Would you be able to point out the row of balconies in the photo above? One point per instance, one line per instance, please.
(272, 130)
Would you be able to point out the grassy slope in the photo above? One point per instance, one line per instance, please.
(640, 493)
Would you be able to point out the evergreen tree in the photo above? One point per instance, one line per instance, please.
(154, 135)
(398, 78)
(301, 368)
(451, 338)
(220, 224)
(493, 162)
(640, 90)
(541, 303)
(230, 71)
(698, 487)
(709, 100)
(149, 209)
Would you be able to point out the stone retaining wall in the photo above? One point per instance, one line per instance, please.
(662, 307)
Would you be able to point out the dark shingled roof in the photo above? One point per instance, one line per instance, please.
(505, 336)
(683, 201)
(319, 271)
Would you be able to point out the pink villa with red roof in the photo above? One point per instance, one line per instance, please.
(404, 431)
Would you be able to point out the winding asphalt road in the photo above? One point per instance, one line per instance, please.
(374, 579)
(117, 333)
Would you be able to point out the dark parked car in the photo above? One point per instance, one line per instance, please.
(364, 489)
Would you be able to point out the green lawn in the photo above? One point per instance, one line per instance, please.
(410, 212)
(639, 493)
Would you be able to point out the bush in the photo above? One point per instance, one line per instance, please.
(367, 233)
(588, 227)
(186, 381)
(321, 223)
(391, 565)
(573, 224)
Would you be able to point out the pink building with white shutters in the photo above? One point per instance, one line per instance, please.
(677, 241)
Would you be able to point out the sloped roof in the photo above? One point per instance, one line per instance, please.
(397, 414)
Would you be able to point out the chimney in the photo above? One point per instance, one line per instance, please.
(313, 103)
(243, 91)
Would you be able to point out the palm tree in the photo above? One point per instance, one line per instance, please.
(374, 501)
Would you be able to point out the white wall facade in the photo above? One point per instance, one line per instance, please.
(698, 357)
|---|
■ **To do**
Write out only the final block of lines, starting at the line with "Would you be able to point out the pink building" and running to the end of the material.

■ **Written answer**
Would you be able to point out the pink building with white shutters in the photo above? One point per instance, one line per instance, please.
(677, 241)
Would you be able to point out the sloped roof in the photo above? One point per instance, one line per instance, please.
(397, 414)
Would you be able to point out the chimney in the photo above? One point per instance, one line per instance, please.
(313, 103)
(243, 91)
Would you be able to point out the palm tree in the photo above? One point per instance, one line per instance, please.
(374, 501)
Would you be able to point out the white wall facade in the photo above? One point per instance, one line per instance, please.
(698, 357)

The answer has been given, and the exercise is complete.